» **ASSIGNMENT**
Quote each record exactly, please, leaving none out.

• • •

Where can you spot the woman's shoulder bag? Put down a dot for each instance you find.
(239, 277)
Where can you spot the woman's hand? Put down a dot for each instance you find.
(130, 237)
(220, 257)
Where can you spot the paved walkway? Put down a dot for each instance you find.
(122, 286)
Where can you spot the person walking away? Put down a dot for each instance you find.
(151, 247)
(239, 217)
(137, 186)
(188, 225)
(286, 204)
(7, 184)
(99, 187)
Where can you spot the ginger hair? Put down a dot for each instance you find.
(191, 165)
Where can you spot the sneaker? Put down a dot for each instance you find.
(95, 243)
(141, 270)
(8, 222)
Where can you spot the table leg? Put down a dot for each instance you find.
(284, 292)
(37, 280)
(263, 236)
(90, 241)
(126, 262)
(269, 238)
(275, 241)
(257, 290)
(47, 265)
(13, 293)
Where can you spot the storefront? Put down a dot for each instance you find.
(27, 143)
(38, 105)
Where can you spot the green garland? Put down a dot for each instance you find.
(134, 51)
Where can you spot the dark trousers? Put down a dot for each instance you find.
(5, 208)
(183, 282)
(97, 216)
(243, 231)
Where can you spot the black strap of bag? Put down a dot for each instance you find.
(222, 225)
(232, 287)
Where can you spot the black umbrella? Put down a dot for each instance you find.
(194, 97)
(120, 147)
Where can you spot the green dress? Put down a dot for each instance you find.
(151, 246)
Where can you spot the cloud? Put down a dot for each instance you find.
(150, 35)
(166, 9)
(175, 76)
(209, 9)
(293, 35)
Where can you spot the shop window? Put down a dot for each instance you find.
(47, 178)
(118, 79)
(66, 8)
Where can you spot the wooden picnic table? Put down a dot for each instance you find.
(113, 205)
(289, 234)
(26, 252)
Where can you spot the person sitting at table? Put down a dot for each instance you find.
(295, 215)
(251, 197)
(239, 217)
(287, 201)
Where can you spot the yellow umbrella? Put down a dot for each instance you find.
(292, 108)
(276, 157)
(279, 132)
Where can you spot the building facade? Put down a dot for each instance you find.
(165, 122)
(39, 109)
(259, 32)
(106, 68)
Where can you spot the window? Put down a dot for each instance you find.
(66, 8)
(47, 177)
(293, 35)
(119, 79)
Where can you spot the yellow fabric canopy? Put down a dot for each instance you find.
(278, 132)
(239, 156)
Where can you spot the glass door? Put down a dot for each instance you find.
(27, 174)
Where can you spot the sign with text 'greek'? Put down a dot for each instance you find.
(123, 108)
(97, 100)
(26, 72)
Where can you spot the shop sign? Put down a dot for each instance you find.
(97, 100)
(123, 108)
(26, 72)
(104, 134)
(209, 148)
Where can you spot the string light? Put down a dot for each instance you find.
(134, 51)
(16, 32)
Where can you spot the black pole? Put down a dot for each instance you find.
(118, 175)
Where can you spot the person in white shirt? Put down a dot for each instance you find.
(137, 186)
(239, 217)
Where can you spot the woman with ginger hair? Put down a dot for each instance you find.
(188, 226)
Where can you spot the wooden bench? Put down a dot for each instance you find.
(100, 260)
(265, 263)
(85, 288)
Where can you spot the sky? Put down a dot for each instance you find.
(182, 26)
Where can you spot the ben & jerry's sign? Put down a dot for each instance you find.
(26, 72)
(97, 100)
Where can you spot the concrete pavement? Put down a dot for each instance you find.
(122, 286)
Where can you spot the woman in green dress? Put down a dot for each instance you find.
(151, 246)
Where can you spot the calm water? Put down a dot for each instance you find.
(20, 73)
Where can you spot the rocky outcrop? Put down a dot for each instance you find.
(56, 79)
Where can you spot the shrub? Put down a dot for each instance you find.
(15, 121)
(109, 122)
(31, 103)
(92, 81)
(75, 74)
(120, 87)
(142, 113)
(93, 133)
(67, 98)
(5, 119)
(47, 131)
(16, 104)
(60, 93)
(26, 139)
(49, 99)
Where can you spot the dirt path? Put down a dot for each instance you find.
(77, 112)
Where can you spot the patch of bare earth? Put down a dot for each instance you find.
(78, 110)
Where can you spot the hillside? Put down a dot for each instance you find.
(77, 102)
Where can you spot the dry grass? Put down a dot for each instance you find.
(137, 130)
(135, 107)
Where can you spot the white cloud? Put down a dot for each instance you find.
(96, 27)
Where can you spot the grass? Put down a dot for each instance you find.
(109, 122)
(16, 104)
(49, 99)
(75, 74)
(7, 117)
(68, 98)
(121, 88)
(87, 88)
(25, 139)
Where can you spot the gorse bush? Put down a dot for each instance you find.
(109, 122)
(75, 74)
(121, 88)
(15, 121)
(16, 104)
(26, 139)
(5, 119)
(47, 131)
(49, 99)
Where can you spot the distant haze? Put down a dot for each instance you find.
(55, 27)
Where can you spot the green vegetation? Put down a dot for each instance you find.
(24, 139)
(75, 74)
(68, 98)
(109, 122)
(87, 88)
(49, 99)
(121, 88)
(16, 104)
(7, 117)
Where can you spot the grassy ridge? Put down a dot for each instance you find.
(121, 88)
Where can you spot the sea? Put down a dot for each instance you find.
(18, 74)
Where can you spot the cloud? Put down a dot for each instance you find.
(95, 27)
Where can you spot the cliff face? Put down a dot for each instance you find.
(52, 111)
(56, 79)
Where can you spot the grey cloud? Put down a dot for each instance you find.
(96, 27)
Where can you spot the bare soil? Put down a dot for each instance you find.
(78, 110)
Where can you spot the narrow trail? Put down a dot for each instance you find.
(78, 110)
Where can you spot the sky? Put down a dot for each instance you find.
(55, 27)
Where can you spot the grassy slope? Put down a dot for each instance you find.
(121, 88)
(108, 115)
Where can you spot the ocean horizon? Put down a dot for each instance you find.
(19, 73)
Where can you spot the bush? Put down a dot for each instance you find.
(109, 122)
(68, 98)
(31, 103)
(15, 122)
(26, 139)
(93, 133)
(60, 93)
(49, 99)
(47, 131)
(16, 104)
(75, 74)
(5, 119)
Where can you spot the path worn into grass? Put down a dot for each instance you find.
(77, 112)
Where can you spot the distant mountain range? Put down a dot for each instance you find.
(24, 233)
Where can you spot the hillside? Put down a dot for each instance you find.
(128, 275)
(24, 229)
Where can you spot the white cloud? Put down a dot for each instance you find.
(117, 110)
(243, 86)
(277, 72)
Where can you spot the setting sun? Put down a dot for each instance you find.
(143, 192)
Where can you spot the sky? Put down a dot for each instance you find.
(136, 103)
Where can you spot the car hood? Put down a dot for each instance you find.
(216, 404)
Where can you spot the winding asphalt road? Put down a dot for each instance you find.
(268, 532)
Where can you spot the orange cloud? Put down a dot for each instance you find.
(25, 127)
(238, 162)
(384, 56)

• • •

» **YOUR SOLUTION**
Where can you spot the woman's shoulder bag? Put down a dot for each instance you find.
(239, 277)
Where can you spot the woman's hand? Put down a dot for each instance you find.
(130, 237)
(220, 257)
Where can you spot the paved walkway? Put down a dot for each instance you find.
(122, 286)
Where can you spot the person walking away? Put down a dot for each instance you find.
(151, 247)
(239, 217)
(137, 186)
(188, 225)
(286, 204)
(7, 184)
(99, 187)
Where can you spot the ginger hair? Put down a dot for each instance you find.
(191, 165)
Where can you spot the sneaker? Put down a dot for each instance you find.
(95, 243)
(141, 270)
(8, 222)
Where can you spot the table leg? Put down a dot for each instance you find.
(284, 292)
(37, 280)
(263, 236)
(90, 241)
(126, 262)
(269, 238)
(275, 241)
(257, 290)
(47, 265)
(13, 293)
Where can you spot the storefront? Put down a dot for each instance you find.
(27, 143)
(38, 105)
Where can you spot the green garland? Put down a dot for each instance you find.
(134, 51)
Where can you spot the dark trousers? Put down a dot for each instance you find.
(5, 208)
(183, 282)
(97, 216)
(243, 231)
Where can you spot the black strap of bag? Put down a dot for each instance you find.
(222, 225)
(232, 287)
Where can you spot the black umbrella? Put down a dot for each instance you find.
(194, 97)
(120, 147)
Where can you spot the green dress? Put down a dot for each instance you find.
(151, 246)
Where can you spot the cloud? Put down a dot for each instance you find.
(150, 35)
(166, 9)
(175, 76)
(209, 9)
(293, 35)
Where can you spot the shop window? Put down a dot for each instance you find.
(47, 178)
(118, 79)
(66, 8)
Where can you spot the wooden picnic table? Put down a dot for each instance you find.
(113, 205)
(289, 234)
(26, 252)
Where can you spot the person sitting at table? Put down a dot for each instance you find.
(295, 215)
(251, 197)
(239, 217)
(287, 201)
Where can you spot the yellow umbrella? Put down a dot for each instance you find.
(292, 108)
(276, 157)
(279, 132)
Where can you spot the building facade? Put down a dot for each instance you find.
(165, 122)
(39, 109)
(259, 32)
(106, 68)
Where can you spot the window? Put down a dot for each instance you find.
(66, 8)
(47, 177)
(293, 35)
(119, 79)
Where can you spot the yellow fabric canopy? Put down a dot for each instance you find.
(278, 132)
(239, 156)
Where can you spot the glass door? Put down a dot for each instance you find.
(27, 174)
Where can you spot the sign with text 'greek'? Put down a dot for each instance you find.
(123, 108)
(97, 100)
(26, 72)
Where can you spot the shop sign? Put down a dot for each instance you find.
(97, 100)
(123, 108)
(26, 72)
(104, 134)
(209, 148)
Where can you spot the string light? Put down a dot for each instance you find.
(134, 51)
(16, 32)
Where can you spot the black pole? Put down a dot for each instance you find.
(118, 175)
Where can you spot the person in white shirt? Put down a dot for each instance you find.
(137, 186)
(239, 217)
Where can you spot the woman with ginger hair? Put down a dot for each instance you find.
(188, 226)
Where can you spot the wooden bench? Put down a dot for each instance you find.
(100, 260)
(265, 263)
(85, 288)
Where can you spot the sky? Put down a dot for each instance you find.
(182, 26)
Where can you spot the ben & jerry's sign? Put down a dot for each instance you find.
(26, 72)
(97, 100)
Where can you spot the concrete pavement? Put down a dot for each instance you find.
(122, 286)
Where can you spot the woman in green dress? Put down a dot for each instance you find.
(151, 246)
Where can you spot the calm water? Put down a dot for each instance you find.
(20, 73)
Where can you spot the rocky outcrop? Put down a dot for each instance you find.
(56, 79)
Where can you spot the shrub? Put down a dot for each instance you find.
(15, 121)
(109, 122)
(31, 103)
(92, 81)
(75, 74)
(120, 87)
(142, 113)
(93, 133)
(67, 98)
(5, 119)
(47, 131)
(16, 104)
(60, 93)
(26, 139)
(49, 99)
Where can you spot the dirt path? Put down a dot for each instance you find.
(77, 112)
Where can you spot the patch of bare earth? Put down a dot for each instance you find.
(78, 110)
Where can you spot the hillside? Put down a dot for each instance you find.
(77, 102)
Where can you spot the dry grass? Put down a dot for each instance you find.
(137, 130)
(135, 107)
Where can you spot the white cloud? Put down a dot for each instance you find.
(96, 27)
Where can you spot the grass? Put down a dot for each instance you find.
(109, 122)
(16, 104)
(49, 99)
(75, 74)
(7, 117)
(68, 98)
(121, 88)
(87, 88)
(25, 139)
Where can you spot the gorse bush? Put down a dot for each instance you find.
(109, 122)
(75, 74)
(121, 88)
(15, 121)
(16, 104)
(26, 139)
(5, 119)
(47, 131)
(49, 99)
Where can you spot the distant haze? Put down a dot for each instance you find.
(55, 27)
Where can you spot the green vegetation? Put down a dot for each instance you find.
(24, 139)
(75, 74)
(68, 98)
(109, 122)
(87, 88)
(49, 99)
(121, 88)
(16, 104)
(7, 117)
Where can you spot the grassy ridge? Put down a dot for each instance you find.
(121, 88)
Where can you spot the sea? Put down a dot for each instance you find.
(18, 74)
Where can you spot the cloud? Put down a dot for each instance you find.
(95, 27)
Where can you spot the cliff face? Put down a dot for each instance you find.
(52, 111)
(56, 79)
Where can you spot the grey cloud? Put down a dot for each instance you find.
(96, 27)
Where can you spot the bare soil? Put down a dot for each instance you find.
(78, 110)
Where can you spot the narrow trail? Put down a dot for each instance you find.
(78, 110)
Where can you spot the sky? Put down a dot for each instance you find.
(55, 27)
Where can you spot the grassy slope? Put down a dot for each instance you find.
(121, 88)
(108, 115)
Where can you spot the ocean horizon? Put down a dot for each instance you find.
(19, 73)
Where can you spot the bush? Put down a dot for each instance you find.
(109, 122)
(68, 98)
(31, 103)
(15, 122)
(26, 139)
(93, 133)
(60, 93)
(49, 99)
(47, 131)
(16, 104)
(75, 74)
(5, 119)
Where can you spot the path worn into grass? Put down a dot for each instance you find.
(77, 112)
Where can you spot the distant mountain range? Put down a dot for each instance you find.
(24, 233)
Where can you spot the hillside? Put down a dot for each instance you find.
(128, 275)
(24, 229)
Where can you spot the white cloud? Put down a dot for each instance you find.
(117, 110)
(243, 86)
(277, 72)
Where can you spot the setting sun? Put down a dot for each instance you find.
(143, 192)
Where can you spot the sky? Put down a dot for each instance you find.
(136, 103)
Where can you spot the car hood? Put down a dot for each instance you find.
(216, 404)
Where can you spot the winding asphalt road? Put down a dot for each instance you find.
(268, 532)
Where can you spot the orange cloud? Put down a dot for each instance you find.
(25, 127)
(238, 162)
(384, 56)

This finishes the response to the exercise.